| Input rows |
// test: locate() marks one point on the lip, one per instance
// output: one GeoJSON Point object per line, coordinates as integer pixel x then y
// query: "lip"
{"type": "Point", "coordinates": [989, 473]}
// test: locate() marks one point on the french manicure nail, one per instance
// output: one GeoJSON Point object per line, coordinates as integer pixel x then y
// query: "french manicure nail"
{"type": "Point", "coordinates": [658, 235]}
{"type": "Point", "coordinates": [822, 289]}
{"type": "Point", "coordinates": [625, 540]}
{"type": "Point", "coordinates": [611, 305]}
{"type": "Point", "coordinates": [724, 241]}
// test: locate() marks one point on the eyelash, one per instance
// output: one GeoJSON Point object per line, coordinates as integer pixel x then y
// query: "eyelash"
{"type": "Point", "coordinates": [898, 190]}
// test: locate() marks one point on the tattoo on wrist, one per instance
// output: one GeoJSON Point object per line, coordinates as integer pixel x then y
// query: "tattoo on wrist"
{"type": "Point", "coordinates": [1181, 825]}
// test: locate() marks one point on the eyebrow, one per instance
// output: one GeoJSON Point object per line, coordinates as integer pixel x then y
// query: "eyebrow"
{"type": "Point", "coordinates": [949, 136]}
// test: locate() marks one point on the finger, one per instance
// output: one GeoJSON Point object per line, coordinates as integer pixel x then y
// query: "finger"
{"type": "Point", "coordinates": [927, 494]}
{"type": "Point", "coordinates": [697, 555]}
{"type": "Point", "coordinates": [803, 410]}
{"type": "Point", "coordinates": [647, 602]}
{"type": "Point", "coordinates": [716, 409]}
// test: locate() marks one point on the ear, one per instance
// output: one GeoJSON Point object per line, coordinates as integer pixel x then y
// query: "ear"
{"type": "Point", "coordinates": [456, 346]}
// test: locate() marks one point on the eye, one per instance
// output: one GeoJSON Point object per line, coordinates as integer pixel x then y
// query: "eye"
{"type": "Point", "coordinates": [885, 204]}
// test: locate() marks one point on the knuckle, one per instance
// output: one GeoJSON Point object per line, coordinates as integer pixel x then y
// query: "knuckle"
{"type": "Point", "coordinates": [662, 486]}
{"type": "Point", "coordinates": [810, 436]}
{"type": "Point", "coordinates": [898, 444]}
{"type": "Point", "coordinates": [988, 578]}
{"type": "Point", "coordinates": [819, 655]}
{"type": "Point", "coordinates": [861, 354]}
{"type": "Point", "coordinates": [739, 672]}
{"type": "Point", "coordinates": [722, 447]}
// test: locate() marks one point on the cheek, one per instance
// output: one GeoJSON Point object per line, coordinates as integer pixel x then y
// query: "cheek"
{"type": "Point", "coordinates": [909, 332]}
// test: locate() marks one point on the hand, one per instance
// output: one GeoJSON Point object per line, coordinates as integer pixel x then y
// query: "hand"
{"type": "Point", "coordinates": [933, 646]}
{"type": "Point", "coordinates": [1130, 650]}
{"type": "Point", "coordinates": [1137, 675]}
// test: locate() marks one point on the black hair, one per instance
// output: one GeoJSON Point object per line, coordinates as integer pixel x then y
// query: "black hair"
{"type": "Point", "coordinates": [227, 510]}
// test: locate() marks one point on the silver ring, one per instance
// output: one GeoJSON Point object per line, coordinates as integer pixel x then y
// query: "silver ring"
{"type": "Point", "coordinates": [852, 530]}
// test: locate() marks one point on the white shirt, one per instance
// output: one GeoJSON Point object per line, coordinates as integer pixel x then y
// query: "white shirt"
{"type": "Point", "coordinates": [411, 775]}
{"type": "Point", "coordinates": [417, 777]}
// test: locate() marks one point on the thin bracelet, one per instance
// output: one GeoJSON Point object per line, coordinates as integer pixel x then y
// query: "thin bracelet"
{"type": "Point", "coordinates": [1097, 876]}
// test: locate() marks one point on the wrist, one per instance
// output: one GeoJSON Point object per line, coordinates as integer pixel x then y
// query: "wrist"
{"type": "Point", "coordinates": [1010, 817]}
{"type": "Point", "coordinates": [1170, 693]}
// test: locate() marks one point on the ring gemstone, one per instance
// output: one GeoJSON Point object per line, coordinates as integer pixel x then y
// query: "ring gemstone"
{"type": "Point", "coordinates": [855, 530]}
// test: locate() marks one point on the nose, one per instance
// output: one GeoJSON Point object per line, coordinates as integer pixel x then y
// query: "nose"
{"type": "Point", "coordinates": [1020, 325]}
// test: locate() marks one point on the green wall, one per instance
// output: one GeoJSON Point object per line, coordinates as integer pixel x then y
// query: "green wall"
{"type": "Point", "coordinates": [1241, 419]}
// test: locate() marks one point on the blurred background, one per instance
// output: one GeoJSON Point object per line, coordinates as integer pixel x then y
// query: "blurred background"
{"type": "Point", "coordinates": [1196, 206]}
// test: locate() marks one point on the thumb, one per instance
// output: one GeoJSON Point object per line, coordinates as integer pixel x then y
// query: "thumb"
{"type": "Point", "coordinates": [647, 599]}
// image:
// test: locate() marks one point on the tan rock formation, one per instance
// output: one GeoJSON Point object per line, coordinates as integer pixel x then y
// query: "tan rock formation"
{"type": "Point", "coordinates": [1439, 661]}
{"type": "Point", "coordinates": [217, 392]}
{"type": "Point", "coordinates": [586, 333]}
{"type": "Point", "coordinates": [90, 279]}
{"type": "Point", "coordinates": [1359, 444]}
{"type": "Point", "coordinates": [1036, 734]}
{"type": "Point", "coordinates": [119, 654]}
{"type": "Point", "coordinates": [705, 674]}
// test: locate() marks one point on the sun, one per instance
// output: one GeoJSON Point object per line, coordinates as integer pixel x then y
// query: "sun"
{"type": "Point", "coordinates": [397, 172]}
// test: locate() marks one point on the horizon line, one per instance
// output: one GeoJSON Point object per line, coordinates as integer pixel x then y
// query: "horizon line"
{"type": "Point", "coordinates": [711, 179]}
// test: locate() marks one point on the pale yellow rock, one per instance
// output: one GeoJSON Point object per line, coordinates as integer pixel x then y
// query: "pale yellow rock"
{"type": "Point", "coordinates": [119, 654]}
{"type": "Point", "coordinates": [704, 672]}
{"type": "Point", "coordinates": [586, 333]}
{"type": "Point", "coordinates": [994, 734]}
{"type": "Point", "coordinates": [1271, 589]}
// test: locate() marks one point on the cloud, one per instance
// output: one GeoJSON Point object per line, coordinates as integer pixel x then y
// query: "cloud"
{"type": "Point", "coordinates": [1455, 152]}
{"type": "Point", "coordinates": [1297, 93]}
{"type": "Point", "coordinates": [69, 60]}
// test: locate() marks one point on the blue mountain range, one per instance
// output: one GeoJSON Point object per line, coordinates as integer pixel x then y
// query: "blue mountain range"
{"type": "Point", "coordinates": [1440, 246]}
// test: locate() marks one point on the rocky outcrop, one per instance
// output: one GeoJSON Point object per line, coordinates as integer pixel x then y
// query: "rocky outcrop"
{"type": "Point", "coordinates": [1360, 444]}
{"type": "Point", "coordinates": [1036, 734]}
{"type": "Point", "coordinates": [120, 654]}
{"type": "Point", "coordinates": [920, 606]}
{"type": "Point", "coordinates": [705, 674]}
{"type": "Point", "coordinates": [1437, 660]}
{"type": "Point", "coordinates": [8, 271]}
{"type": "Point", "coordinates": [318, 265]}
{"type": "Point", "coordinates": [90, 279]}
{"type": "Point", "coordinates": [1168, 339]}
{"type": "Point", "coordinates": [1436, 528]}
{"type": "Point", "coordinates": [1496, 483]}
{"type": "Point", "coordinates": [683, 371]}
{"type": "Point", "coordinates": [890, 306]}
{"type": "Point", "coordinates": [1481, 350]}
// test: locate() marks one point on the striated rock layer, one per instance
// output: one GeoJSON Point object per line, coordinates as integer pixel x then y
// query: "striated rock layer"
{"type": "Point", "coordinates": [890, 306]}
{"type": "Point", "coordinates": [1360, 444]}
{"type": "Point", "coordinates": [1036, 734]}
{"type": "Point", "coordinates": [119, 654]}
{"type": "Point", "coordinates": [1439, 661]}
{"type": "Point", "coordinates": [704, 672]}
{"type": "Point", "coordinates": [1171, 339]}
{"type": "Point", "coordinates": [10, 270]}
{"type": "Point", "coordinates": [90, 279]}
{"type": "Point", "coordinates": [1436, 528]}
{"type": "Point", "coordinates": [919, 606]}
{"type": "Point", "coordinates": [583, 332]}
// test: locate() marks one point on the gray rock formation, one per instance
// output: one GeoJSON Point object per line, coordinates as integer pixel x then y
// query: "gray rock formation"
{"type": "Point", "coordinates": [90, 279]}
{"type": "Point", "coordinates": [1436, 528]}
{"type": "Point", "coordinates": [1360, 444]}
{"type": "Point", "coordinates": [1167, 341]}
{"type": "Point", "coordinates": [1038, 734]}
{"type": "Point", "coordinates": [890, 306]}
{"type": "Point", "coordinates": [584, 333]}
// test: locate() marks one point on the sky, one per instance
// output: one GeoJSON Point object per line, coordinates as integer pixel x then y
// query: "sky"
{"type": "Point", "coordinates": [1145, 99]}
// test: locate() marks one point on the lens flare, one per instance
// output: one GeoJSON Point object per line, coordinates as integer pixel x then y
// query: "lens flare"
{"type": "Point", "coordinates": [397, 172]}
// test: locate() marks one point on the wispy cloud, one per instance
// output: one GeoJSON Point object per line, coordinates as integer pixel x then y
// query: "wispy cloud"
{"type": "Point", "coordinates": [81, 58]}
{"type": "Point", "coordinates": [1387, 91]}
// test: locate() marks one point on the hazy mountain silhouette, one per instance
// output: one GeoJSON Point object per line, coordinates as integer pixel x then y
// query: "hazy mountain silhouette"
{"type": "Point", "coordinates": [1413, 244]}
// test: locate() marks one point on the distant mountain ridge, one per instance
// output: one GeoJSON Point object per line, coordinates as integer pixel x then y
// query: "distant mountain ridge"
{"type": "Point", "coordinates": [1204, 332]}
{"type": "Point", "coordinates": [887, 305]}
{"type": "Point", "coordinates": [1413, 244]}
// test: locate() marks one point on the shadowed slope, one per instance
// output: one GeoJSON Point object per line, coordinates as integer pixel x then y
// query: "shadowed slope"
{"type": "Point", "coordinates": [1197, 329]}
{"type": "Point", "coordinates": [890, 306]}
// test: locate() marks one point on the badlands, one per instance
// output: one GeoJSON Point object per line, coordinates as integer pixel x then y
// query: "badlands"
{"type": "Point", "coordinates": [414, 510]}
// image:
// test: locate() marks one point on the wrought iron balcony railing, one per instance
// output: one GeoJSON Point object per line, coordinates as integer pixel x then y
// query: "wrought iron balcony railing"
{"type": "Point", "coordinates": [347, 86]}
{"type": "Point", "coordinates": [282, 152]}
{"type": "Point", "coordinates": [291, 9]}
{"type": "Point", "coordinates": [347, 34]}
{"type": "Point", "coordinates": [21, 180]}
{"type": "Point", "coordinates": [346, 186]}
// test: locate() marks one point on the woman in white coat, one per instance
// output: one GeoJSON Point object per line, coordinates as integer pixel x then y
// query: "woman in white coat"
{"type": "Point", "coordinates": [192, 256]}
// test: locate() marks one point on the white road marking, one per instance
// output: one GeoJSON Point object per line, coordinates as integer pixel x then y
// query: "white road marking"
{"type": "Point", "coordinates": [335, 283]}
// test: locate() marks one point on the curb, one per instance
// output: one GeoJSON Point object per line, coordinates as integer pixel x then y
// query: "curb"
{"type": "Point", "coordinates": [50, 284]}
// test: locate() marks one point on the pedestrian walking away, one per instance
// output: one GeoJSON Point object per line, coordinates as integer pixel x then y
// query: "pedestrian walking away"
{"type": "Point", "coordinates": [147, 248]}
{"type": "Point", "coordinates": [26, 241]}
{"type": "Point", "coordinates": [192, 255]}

| Exercise |
Find the line that contains "marking, one per instance". Repeat it and every line after it, exactly as written, up to and including the last line of the records above.

| Solved problem |
// test: locate() marks one point on the white road marking, one per instance
// output: one GeoJSON Point object per line, coordinates as integer pixel x then y
// query: "white road marking"
{"type": "Point", "coordinates": [335, 283]}
// test: locate() marks one point on the curb, one per instance
// output: one GeoJSON Point object per line, coordinates as integer pixel x then y
// query: "curb"
{"type": "Point", "coordinates": [50, 284]}
// test: locate() marks one point on the pedestrian walking away, one per instance
// output: one GeoJSON Point object per line, coordinates as integer pixel x then y
// query: "pedestrian walking away"
{"type": "Point", "coordinates": [147, 248]}
{"type": "Point", "coordinates": [26, 241]}
{"type": "Point", "coordinates": [192, 255]}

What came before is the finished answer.